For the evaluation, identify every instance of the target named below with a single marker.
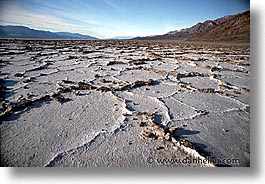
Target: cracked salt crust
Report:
(75, 103)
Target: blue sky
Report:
(111, 18)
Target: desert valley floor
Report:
(123, 103)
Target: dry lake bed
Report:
(124, 103)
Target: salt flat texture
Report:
(123, 103)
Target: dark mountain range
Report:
(25, 32)
(228, 28)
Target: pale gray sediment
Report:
(110, 103)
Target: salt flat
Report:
(123, 103)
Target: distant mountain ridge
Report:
(25, 32)
(234, 28)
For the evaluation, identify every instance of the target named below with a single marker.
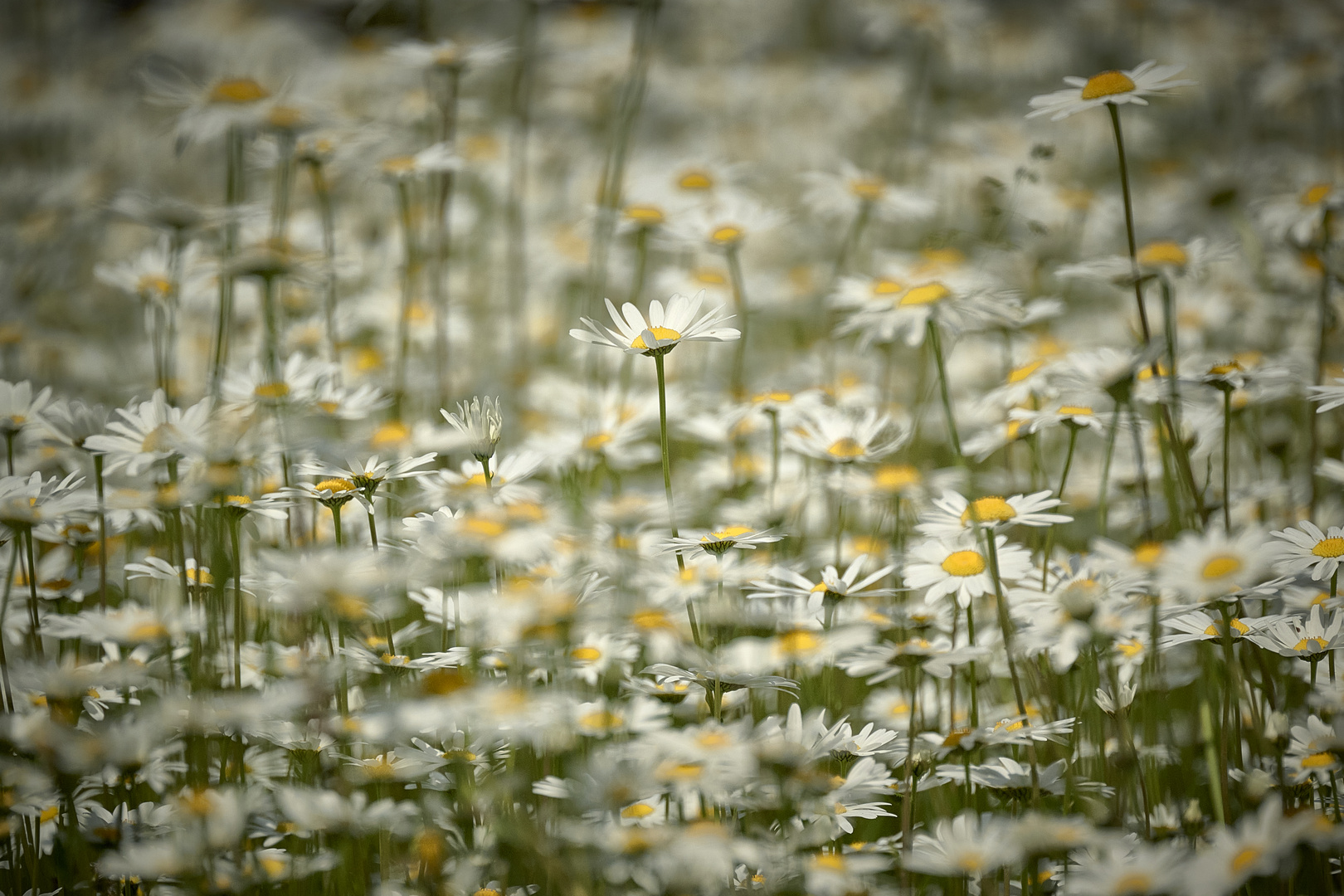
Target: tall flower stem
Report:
(32, 575)
(1059, 494)
(410, 273)
(1324, 316)
(1006, 627)
(936, 344)
(739, 303)
(515, 219)
(446, 100)
(1227, 446)
(613, 165)
(102, 531)
(324, 206)
(667, 483)
(234, 192)
(238, 601)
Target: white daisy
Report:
(663, 331)
(1116, 88)
(953, 514)
(830, 434)
(1309, 548)
(957, 566)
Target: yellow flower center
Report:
(799, 642)
(845, 449)
(1019, 373)
(1244, 857)
(1220, 567)
(650, 620)
(867, 188)
(1329, 547)
(483, 527)
(597, 441)
(1108, 84)
(728, 234)
(1163, 253)
(1319, 761)
(1315, 193)
(238, 91)
(895, 476)
(926, 295)
(661, 334)
(988, 509)
(695, 179)
(390, 436)
(637, 811)
(147, 631)
(964, 563)
(1132, 884)
(272, 390)
(601, 720)
(645, 215)
(726, 533)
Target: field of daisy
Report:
(617, 448)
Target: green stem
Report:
(936, 344)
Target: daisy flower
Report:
(1116, 88)
(832, 585)
(850, 190)
(1309, 638)
(719, 540)
(480, 425)
(840, 437)
(149, 433)
(957, 566)
(1213, 564)
(953, 514)
(1309, 548)
(661, 331)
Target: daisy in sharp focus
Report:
(957, 566)
(953, 514)
(1309, 548)
(1116, 88)
(663, 329)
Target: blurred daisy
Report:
(1309, 548)
(841, 437)
(953, 514)
(1116, 88)
(721, 540)
(663, 331)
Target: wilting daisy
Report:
(480, 425)
(721, 540)
(1205, 566)
(1116, 88)
(1309, 548)
(661, 331)
(953, 514)
(957, 566)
+---+
(What you are asked to do) Could you update the data from the line with "Target: daisy in sharp focus" through the end of the data, swapping "Report" for "Points" and keeping everything else the same? Give back only those lines.

(Solution to this exercise)
Target: daisy in sharp focus
Points:
(957, 566)
(953, 514)
(1309, 548)
(1116, 88)
(663, 329)
Target: blurred daisy
Points:
(1309, 548)
(841, 437)
(953, 514)
(1116, 88)
(721, 540)
(663, 331)
Target: wilting daisy
Points:
(480, 425)
(721, 540)
(1205, 566)
(1116, 88)
(1309, 548)
(661, 331)
(953, 514)
(957, 566)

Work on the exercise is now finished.